- Stated task: Return, word for word, the stretch of the records from the start through the line containing "x=232, y=121".

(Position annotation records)
════════

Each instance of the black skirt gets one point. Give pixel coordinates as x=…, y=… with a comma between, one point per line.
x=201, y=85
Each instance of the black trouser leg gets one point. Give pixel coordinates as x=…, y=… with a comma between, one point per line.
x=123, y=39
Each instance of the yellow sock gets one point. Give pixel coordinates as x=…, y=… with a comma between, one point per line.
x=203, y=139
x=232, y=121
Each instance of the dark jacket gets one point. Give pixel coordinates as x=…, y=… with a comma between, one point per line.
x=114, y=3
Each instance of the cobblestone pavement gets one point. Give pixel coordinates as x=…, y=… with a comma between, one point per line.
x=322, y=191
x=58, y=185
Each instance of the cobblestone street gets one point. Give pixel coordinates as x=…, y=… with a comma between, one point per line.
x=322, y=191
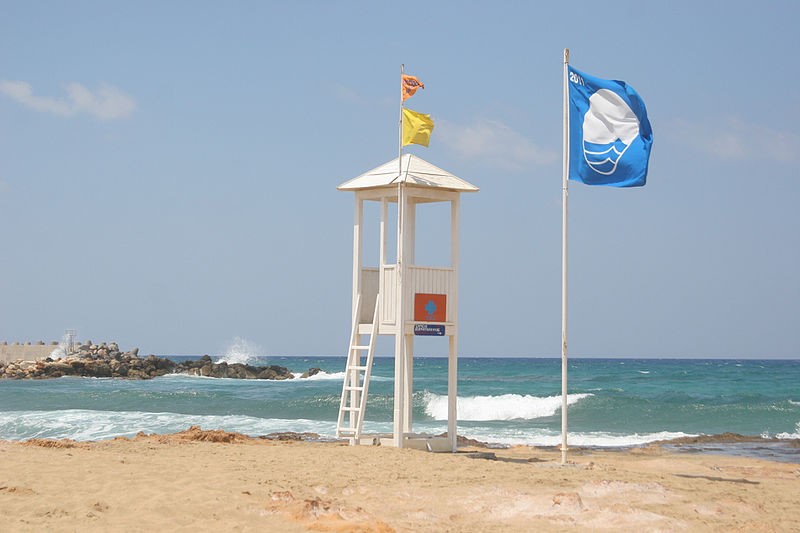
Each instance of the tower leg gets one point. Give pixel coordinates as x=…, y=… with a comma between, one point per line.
x=452, y=393
x=399, y=388
x=408, y=408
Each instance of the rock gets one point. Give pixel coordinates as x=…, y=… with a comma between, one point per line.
x=311, y=372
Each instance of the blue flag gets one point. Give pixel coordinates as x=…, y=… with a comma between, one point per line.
x=609, y=134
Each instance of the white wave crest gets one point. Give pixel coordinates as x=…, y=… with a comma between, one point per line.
x=88, y=425
x=320, y=376
x=241, y=351
x=790, y=436
x=503, y=407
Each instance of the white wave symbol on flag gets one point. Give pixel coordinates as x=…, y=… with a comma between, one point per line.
x=609, y=128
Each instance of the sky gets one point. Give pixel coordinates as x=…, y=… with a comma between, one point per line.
x=168, y=172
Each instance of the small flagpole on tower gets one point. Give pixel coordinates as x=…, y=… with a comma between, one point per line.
x=564, y=196
x=400, y=166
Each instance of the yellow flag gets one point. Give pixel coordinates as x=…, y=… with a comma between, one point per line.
x=417, y=128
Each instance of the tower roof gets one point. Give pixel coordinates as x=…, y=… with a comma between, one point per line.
x=413, y=171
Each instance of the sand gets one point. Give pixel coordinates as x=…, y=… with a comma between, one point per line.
x=215, y=481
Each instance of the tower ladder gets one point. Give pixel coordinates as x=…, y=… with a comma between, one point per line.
x=356, y=385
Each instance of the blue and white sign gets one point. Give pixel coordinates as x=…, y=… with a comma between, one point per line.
x=610, y=135
x=435, y=330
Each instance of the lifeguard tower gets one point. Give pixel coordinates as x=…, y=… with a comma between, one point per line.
x=402, y=299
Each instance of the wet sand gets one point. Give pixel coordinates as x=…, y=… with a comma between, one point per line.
x=217, y=481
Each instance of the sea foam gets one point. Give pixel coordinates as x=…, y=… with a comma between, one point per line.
x=503, y=407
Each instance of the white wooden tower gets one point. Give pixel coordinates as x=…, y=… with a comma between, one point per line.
x=403, y=298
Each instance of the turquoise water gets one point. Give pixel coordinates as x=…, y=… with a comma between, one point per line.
x=613, y=402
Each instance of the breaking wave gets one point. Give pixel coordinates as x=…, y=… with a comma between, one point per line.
x=503, y=407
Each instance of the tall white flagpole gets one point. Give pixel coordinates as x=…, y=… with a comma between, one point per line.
x=399, y=345
x=564, y=196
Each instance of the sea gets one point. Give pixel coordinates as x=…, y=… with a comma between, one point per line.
x=501, y=401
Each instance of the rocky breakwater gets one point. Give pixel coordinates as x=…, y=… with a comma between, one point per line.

════════

- Response for this exercise:
Each instance of the black skirt gets one point. Give pixel coordinates as x=…, y=… with a comma between, one point per line.
x=201, y=85
Each instance of the black trouser leg gets one point. Give pixel coordinates as x=…, y=… with a comma between, one point per line.
x=123, y=39
Each instance of the yellow sock gets one point. Give pixel coordinates as x=…, y=… with a comma between, one point per line.
x=203, y=139
x=232, y=121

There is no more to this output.